Collection entries:
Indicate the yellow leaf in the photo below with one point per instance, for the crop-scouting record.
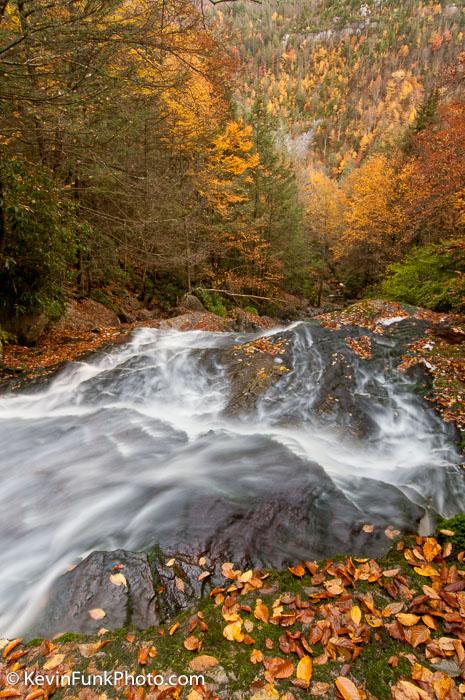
(426, 571)
(53, 662)
(304, 670)
(233, 632)
(373, 621)
(202, 663)
(347, 689)
(118, 580)
(97, 613)
(431, 549)
(261, 611)
(256, 657)
(407, 619)
(356, 614)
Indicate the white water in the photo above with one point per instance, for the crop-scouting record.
(97, 459)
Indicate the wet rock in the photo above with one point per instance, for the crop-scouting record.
(190, 302)
(197, 320)
(85, 315)
(289, 511)
(27, 329)
(88, 587)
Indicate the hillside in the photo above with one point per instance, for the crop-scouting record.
(343, 77)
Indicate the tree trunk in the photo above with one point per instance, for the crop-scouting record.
(3, 221)
(188, 257)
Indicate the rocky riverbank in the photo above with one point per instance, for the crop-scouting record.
(350, 628)
(222, 596)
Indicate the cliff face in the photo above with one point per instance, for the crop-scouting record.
(341, 76)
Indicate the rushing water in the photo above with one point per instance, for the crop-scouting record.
(100, 456)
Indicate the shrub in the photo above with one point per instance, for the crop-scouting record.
(432, 276)
(39, 248)
(213, 302)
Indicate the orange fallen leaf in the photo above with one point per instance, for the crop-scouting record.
(53, 662)
(348, 689)
(356, 614)
(192, 643)
(256, 657)
(10, 646)
(304, 670)
(203, 663)
(431, 549)
(261, 611)
(426, 571)
(407, 619)
(279, 668)
(233, 633)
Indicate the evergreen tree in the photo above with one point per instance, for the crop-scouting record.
(278, 211)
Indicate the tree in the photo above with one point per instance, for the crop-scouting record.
(373, 221)
(325, 204)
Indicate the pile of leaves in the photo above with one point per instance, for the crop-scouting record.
(352, 628)
(370, 314)
(445, 361)
(361, 346)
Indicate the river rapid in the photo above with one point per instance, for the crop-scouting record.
(109, 452)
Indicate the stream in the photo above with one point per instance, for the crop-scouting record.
(134, 447)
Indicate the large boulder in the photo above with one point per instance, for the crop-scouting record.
(28, 328)
(107, 589)
(87, 315)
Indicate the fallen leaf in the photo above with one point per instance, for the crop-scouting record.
(233, 633)
(426, 571)
(88, 650)
(143, 656)
(203, 663)
(355, 614)
(261, 611)
(431, 549)
(407, 619)
(347, 689)
(256, 657)
(53, 662)
(179, 583)
(279, 668)
(192, 643)
(304, 670)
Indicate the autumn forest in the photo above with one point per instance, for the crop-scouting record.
(283, 148)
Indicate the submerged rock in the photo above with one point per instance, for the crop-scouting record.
(107, 589)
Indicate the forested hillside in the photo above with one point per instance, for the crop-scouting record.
(368, 100)
(260, 149)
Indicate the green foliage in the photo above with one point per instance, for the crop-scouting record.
(431, 276)
(213, 302)
(39, 242)
(457, 526)
(251, 310)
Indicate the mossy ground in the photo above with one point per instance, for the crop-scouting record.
(375, 669)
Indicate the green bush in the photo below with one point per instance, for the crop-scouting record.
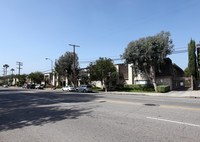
(163, 88)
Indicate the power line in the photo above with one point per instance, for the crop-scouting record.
(116, 59)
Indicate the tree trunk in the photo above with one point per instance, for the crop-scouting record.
(192, 82)
(153, 77)
(104, 85)
(155, 85)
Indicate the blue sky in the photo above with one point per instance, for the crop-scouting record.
(31, 30)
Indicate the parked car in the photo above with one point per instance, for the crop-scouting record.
(39, 86)
(5, 86)
(84, 88)
(30, 86)
(68, 88)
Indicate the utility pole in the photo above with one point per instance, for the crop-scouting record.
(12, 70)
(75, 81)
(19, 64)
(4, 73)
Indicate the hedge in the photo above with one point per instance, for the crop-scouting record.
(163, 88)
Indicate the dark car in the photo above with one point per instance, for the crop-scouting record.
(30, 86)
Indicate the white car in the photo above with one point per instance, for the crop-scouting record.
(84, 88)
(68, 88)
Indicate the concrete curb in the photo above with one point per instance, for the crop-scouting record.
(169, 94)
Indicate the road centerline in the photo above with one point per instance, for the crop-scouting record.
(172, 121)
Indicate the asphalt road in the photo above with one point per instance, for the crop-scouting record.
(55, 116)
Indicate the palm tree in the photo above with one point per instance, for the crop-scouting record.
(12, 70)
(5, 67)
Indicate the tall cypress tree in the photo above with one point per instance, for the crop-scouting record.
(192, 64)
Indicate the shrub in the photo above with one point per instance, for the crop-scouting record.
(163, 88)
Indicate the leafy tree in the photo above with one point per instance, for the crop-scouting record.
(101, 70)
(192, 63)
(36, 77)
(187, 74)
(83, 76)
(65, 66)
(146, 54)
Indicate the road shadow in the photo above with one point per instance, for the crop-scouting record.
(18, 110)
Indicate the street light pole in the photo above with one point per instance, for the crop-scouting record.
(74, 62)
(51, 70)
(51, 63)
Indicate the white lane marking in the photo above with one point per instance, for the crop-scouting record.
(174, 121)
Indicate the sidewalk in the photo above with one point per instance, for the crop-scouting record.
(187, 93)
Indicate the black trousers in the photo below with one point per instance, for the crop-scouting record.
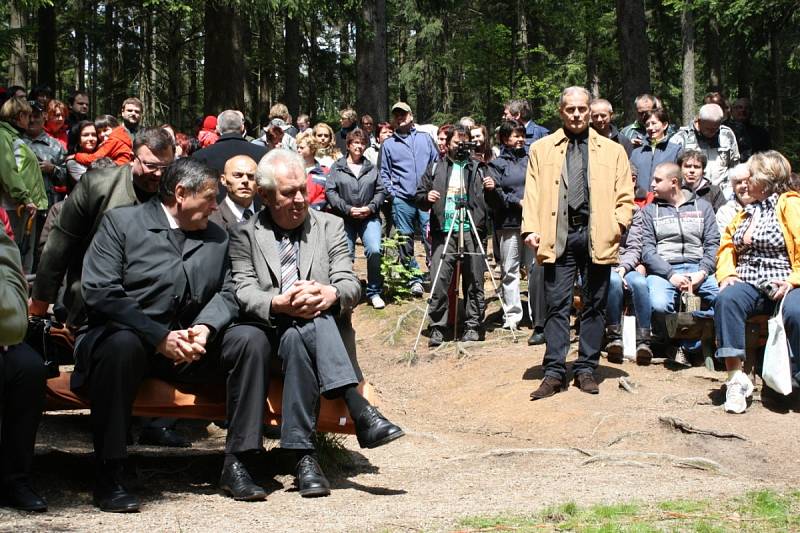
(238, 356)
(559, 279)
(472, 269)
(315, 361)
(22, 386)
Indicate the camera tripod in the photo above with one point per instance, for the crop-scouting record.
(462, 215)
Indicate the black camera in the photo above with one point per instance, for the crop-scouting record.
(465, 149)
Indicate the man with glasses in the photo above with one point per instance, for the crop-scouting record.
(97, 192)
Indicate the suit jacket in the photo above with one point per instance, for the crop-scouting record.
(135, 277)
(80, 216)
(323, 256)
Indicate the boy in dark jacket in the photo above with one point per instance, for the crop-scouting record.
(446, 186)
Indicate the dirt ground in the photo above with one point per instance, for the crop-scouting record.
(475, 445)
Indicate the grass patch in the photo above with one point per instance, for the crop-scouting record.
(758, 511)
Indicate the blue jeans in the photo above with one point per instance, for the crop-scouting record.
(664, 296)
(405, 215)
(637, 285)
(738, 302)
(370, 232)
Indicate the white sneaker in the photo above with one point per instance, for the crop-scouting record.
(377, 302)
(738, 389)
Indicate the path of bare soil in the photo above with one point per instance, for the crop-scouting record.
(475, 444)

* _How to complete this task_:
Repeat the records in full, precisely, and keep the pictures out.

* _Answer space_:
Indicate the yellow leaf in the photo below with one point per instance, for the crop-scouting record.
(426, 571)
(53, 662)
(304, 670)
(233, 632)
(373, 621)
(202, 663)
(347, 689)
(118, 580)
(97, 613)
(431, 549)
(261, 611)
(256, 657)
(407, 619)
(356, 614)
Indicate the white water in the photo above with one point per instance, for the crop-scouting record.
(97, 459)
Indicate the wet rock in the photo above with one point per instance, for the crop-scouting record.
(190, 302)
(197, 320)
(85, 315)
(289, 511)
(27, 329)
(88, 587)
Indicate the hillside in the photo above with one point per instance, for the crop-scouting record.
(343, 77)
Indicate the tree trunk in the photo above with one point per instance, for the crop-scouting record.
(3, 221)
(188, 257)
Indicate the rocky riverbank in the photo above with one point per instance, for the crop-scouting record.
(350, 628)
(222, 596)
Indicate the cliff face in the photo above with one point per instance, for the crop-scouting record.
(341, 76)
Indicate the rushing water in the photo above with one point per instance, for the crop-scouting record.
(100, 456)
Indicate the shrub in the photo above with one point per instance, for the crop-scouting record.
(432, 276)
(39, 248)
(213, 302)
Indicate the orange fallen leaf in the photo above with one point per instance, for the crop-scouting record.
(53, 662)
(348, 689)
(356, 614)
(192, 643)
(256, 657)
(10, 646)
(304, 670)
(203, 663)
(431, 549)
(261, 611)
(426, 571)
(407, 619)
(279, 668)
(233, 633)
Indicate the evergreen tree in the photo above with one point per instance, for the crop-scouting record.
(278, 211)
Indicate the tree in the photo above with one point per instance, for the crop-scouting record.
(373, 221)
(325, 204)
Indicate the pile of leaves in the photo above with one point per instance, for the crop-scouting record.
(352, 628)
(370, 314)
(445, 361)
(361, 346)
Indicate the river rapid in the photo above with one point per instance, for the crop-scouting record.
(109, 452)
Indicate the stream in the photo above with one point per instance, for the crop-scouting record.
(134, 447)
Indicate the large boulder in the photo above with one point per instance, for the crop-scouting record.
(28, 328)
(107, 589)
(87, 315)
Indicate the fallen leaf in the photo above with one point per instance, for the crop-scouting record.
(233, 633)
(426, 571)
(88, 650)
(143, 656)
(203, 663)
(355, 614)
(261, 611)
(431, 549)
(407, 619)
(347, 689)
(256, 657)
(53, 662)
(179, 583)
(279, 668)
(192, 643)
(304, 670)
Indicate the autumn forest in the photo above with one point per instance, for the crop-scouting record.
(283, 148)
Indicate the submerged rock in the photo above with one point per instance, for the crop-scouting record.
(107, 589)
Indicate the forested hillside in the photo above with one point per instance, for the crop-scouting record.
(368, 100)
(260, 149)
Indicate the green foliage in the photo above with one point per instance, for the crop-scouting record.
(431, 276)
(213, 302)
(39, 242)
(457, 526)
(251, 310)
Indicate the mossy ground in the photo above with one point per instance, for the crop-scouting record.
(375, 669)
Indicate the green bush in the photo below with one point per instance, for the crop-scouting record.
(163, 88)
Indicate the power line in the photo above with one point per instance, for the crop-scouting record.
(116, 59)
Indicate the tree trunk in the photo above with one point per instance, for the crop-scouting record.
(192, 82)
(153, 77)
(104, 85)
(155, 85)
Indicate the blue sky in the photo above with one point per instance, for the crop-scouting record.
(31, 30)
Indicate the parked car in the photo above with one point per instance, for the crop-scouting record.
(39, 86)
(5, 86)
(84, 88)
(30, 86)
(68, 88)
Indicate the utility pole in the photo above with one point per instance, for the crop-scouting record.
(12, 70)
(75, 81)
(19, 64)
(4, 73)
Indicate the hedge in the photo above with one point per instance, for the crop-scouting record.
(163, 88)
Indicate the dark car in the photo above with one point per instance, for the crop-scouting record.
(30, 86)
Indicate the white car in the photo above with one point per instance, for the crop-scouting record.
(84, 88)
(68, 88)
Indicate the concrete curb in the photo above with one point per instance, for the crop-scouting record.
(169, 94)
Indicate the road centerline in the photo above with one point per instance, for the crop-scouting record.
(172, 121)
Indicate the asphalt road in the photo above with one point per instance, for the crop-scouting record.
(55, 116)
Indicate the palm tree in the photo above with one point per instance, for the crop-scouting record.
(12, 70)
(5, 67)
Indicate the tall cypress tree in the photo above with one point per instance, for the crop-scouting record.
(192, 64)
Indicate the shrub in the photo above with one point per instance, for the crop-scouting record.
(163, 88)
Indicate the leafy tree in the photo above with one point per instance, for the crop-scouting record.
(101, 70)
(192, 63)
(36, 77)
(187, 74)
(83, 76)
(65, 66)
(146, 54)
Indicate the road shadow in the photo above with one point per instance, for the crop-scouting record.
(18, 110)
Indicate the street light pole in the photo above with one point per instance, for the crop-scouting record.
(74, 62)
(51, 70)
(51, 63)
Indicate the white lane marking in the photo above with one point per instance, for the crop-scouting record.
(174, 121)
Indicate the sidewalk in the photo above with one point per instance, for the crop-scouting record.
(187, 93)
Indicate the black trousers in the photo below with one point per instance, for the crop-scouting record.
(238, 356)
(559, 279)
(472, 269)
(315, 361)
(22, 386)
Indicate the camera tripod in the photo above with one point per instance, for the crop-scouting record.
(462, 215)
Indicate the black camera in the photo above with one point per instance, for the crop-scouting record.
(465, 149)
Indicate the man with glasses in the photo above with one point per instance, for the crop-scouting record.
(97, 192)
Indicate the suit jacket in the photo above with one point per instance, for the crop-scouting record.
(135, 277)
(80, 216)
(323, 256)
Indicate the boy in dark jacket in the photo above with one point per instance, for the crop-scouting record.
(446, 186)
Indicate the dirt ground in the photo above with one point per instance, for the crop-scouting record.
(475, 445)
Indicate the grass patch in the photo above with one point per instance, for the crop-scouting record.
(758, 511)
Indicate the blue jeans in the photo above with one point per instance, for the crop-scouting record.
(664, 296)
(405, 215)
(637, 285)
(738, 302)
(370, 232)
Indicate the white sneaker in the photo above with one point per instance, for the crop-scouting record.
(377, 302)
(738, 389)
Indicate the path of bare soil in the photo above with one point per instance, for the crop-scouting record.
(475, 444)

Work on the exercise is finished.